Signatories to the letter are: Roberts, Senator Sam Brownback and Representatives Jerry Moran, Nancy Boyda, Todd Tiahrt and Dennis Moore.

Senator Roberts' efforts to bring the NBAF to Kansas began in 2005 when the Congress approved funding for site selection and preconstruction planning of a new NBAF to replace Plum Island. Senator Roberts began working with Kansas State University officials and encouraged the University and the state to make a proposal for locating this facility in Kansas. Since that time, Senator Roberts has worked on bringing the NBAF to Kansas, personally speaking with key Administration officials.

Roberts' staff hosted USDA officials on a tour of the Biosecurity Research Institute, housed in Pat Roberts Hall at Kansas State University, Manhattan, to observe the bio and agro-defense research expertise already present in Kansas. Manhattan was selected for the final rounds of site selection for the new NBAF. DHS originally considered 17 sites in 12 states and in July narrowed down the sites under consideration to five.

The current step in the site selection process is an environmental impact study projected to be completed in 2008 with the public comment period ending today. Upon completion of the studies, DHS will then choose the location of the new NBAF. Construction is set to begin 2010.

Senator Roberts was appointed by Kansas Governor Kathleen Sebelius to be Honorary Chairman of the Kansas NBAF Task Force. Roberts is a senior member of the Senate Committee on Agriculture, Nutrition and Forestry.

▶ RECORD SET
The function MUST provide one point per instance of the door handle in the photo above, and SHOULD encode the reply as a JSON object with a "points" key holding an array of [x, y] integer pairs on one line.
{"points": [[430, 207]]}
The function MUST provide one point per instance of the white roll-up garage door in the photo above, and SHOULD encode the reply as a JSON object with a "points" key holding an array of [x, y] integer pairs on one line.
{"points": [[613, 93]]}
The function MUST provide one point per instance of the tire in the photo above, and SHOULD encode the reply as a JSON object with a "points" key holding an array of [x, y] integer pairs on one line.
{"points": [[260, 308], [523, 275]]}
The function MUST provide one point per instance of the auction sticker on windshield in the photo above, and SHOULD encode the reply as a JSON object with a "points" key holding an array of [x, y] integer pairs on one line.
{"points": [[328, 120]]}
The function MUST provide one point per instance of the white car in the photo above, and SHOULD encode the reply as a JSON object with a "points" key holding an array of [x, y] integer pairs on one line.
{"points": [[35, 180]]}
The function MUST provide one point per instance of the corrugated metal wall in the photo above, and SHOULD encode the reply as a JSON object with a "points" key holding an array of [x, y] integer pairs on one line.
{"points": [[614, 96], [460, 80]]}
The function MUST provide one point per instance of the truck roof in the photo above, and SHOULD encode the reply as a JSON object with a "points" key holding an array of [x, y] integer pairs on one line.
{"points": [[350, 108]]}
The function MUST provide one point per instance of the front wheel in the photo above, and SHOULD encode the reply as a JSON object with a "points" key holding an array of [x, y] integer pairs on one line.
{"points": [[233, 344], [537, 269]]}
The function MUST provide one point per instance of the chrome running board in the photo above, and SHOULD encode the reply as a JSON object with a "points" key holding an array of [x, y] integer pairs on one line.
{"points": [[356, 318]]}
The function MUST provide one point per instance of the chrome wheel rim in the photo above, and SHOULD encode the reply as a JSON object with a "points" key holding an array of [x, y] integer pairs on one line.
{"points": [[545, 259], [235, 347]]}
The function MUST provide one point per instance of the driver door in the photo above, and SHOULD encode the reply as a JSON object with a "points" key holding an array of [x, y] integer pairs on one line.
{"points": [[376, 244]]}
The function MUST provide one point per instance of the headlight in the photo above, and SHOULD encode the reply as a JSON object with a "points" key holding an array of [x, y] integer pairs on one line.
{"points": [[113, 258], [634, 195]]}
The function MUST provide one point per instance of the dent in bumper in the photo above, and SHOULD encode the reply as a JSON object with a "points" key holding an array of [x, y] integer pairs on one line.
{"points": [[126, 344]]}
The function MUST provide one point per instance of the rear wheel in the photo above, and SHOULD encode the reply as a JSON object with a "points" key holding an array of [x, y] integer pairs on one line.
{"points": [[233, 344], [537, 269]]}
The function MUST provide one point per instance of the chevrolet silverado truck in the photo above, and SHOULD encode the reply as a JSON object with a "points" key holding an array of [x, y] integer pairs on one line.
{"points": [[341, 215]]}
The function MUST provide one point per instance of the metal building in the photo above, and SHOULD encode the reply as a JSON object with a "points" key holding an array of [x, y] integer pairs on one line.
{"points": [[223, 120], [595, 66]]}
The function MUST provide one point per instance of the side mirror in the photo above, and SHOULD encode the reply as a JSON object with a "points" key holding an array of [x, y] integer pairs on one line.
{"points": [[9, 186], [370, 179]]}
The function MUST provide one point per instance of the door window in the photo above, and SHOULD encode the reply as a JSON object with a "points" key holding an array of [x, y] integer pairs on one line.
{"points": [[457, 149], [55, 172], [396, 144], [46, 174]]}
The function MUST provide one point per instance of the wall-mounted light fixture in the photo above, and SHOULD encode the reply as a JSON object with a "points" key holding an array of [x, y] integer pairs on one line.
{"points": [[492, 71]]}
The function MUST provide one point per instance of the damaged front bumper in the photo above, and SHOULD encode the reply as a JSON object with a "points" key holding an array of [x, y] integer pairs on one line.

▶ WORK TASK 1
Do these statements agree with the NBAF excerpt? Answer yes or no for each, and quote the words that decide it: (a) DHS first looked at 17 sites across 12 states. (b) Construction of the new NBAF is set to begin in 2008. (c) Governor Kathleen Sebelius appointed Roberts Honorary Chairman of the Senate Committee on Agriculture, Nutrition and Forestry.
▶ WORK TASK 2
Set down, word for word, the part of the NBAF excerpt between "The current step" and "to begin 2010.", inclusive.

▶ RESPONSE 1
(a) Yes: "DHS originally considered 17 sites in 12 states"
(b) No: "Construction is set to begin 2010."
(c) No: "Senator Roberts was appointed by Kansas Governor Kathleen Sebelius to be Honorary Chairman of the Kansas NBAF Task Force."

▶ RESPONSE 2
The current step in the site selection process is an environmental impact study projected to be completed in 2008 with the public comment period ending today. Upon completion of the studies, DHS will then choose the location of the new NBAF. Construction is set to begin 2010.